* **What is needed**: Change every "Record the position" in the rows below to "Mark the location", keeping everything else the same. Leave the pictures out of your answer.

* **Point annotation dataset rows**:
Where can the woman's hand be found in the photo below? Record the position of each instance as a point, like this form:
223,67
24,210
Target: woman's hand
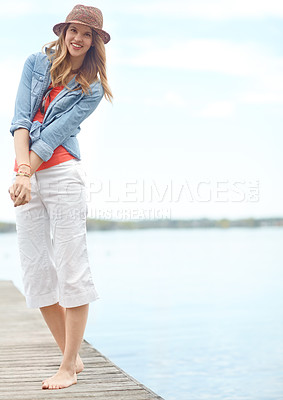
20,191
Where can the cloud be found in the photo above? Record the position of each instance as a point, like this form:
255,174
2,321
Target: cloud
217,109
223,56
209,9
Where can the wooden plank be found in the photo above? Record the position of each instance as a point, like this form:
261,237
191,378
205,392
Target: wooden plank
28,354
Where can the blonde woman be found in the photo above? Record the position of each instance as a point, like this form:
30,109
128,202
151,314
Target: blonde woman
58,90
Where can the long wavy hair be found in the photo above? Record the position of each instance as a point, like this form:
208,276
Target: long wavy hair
94,64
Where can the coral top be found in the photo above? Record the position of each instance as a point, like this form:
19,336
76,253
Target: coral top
60,154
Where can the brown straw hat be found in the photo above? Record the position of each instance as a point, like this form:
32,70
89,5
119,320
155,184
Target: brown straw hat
85,15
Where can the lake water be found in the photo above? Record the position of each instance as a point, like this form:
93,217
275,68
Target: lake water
192,314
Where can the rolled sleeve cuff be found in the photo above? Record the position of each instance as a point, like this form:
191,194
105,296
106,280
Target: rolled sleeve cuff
42,149
25,123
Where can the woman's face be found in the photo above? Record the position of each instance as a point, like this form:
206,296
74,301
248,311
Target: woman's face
78,40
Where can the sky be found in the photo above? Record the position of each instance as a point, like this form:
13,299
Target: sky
195,128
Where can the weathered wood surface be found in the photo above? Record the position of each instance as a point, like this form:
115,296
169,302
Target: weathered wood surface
28,354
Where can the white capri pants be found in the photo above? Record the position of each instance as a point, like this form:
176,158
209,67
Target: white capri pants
51,231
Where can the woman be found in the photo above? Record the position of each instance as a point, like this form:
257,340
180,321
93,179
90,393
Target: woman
57,91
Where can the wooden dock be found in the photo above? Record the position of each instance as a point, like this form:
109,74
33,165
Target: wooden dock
28,354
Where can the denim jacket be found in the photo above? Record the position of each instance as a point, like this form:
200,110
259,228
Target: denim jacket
64,115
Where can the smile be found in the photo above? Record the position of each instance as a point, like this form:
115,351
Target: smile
76,46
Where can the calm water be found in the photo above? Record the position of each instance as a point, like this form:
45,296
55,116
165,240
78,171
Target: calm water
192,314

* **Full response**:
Where can the woman's hand be found in the photo below? Mark the location of each instance as a point, like this form:
223,67
24,210
Target: woman's hand
20,191
Where can the cloud be found in the photo above? Mark the location of each instance as a point, like this form:
255,174
2,321
Target: cloud
217,109
223,56
209,9
Where can the wooden plank be found in the photo above? Mark the location of each instance as a point, like this form:
261,237
191,378
205,392
Target: wooden plank
28,354
Where can the blonde woman be found in the photo above? Mark the location of each instance as a point, like this form:
30,109
128,202
151,314
Target: blonde woman
58,90
Where can the long wavy hair be found in the photo above? Mark the location of each instance as a point, like this form:
208,276
Target: long wavy hair
94,64
Where can the coral top be found in the photo above? Mark the location of each instance as a point, like this form:
19,336
76,253
Target: coral top
60,154
Where can the brown straw hat be found in the photo above? Mark the location of each instance as a point, like this form:
32,70
89,5
119,320
155,184
Target: brown straw hat
85,15
Where can the lake water be found in the photo above? Mark the location of each instance as a point, like this form:
93,217
275,68
Target: lake water
192,314
Where can the rolled sleeve cuff be found in the photo above? Mark the location of each instance as a point, like this form:
191,194
105,296
106,280
Target: rolled sleeve cuff
42,149
25,123
Where can the woman's face be found in the photo above? Mark the location of each instance as a point, like this form:
206,296
74,301
248,311
Target: woman's face
78,40
Where can the sky be found in the photo above? Mark the location of each instance as a point, like this form:
13,299
Target: sky
195,128
Where can the weathered wood surface be found in the photo above? Mark the location of each instance as a point, like this form:
115,296
169,302
Target: weathered wood surface
28,354
Where can the white capri pants be found in the photo above? Mark the location of each instance as a point, like this form:
176,158
209,67
Target: white capri pants
51,231
Where can the woman be found in the photo above? Mark the location of each instance as a point, like this form:
257,340
180,321
93,179
90,393
Target: woman
57,91
Where can the wooden dock be found in the photo above? Mark the location of each instance as a point, like this form:
109,74
33,165
Target: wooden dock
28,354
Where can the denim jacket be found in the photo above? Mark the location of each instance as a point, like this form:
200,110
259,228
Target: denim jacket
64,115
Where can the smile be found in the photo above? Mark the location of each instance as a point, like this form:
115,351
Target: smile
76,46
Where can the calm water be found in the photo above? Mark the location of each instance as a point, like this form:
45,296
55,116
165,240
78,171
Target: calm water
192,314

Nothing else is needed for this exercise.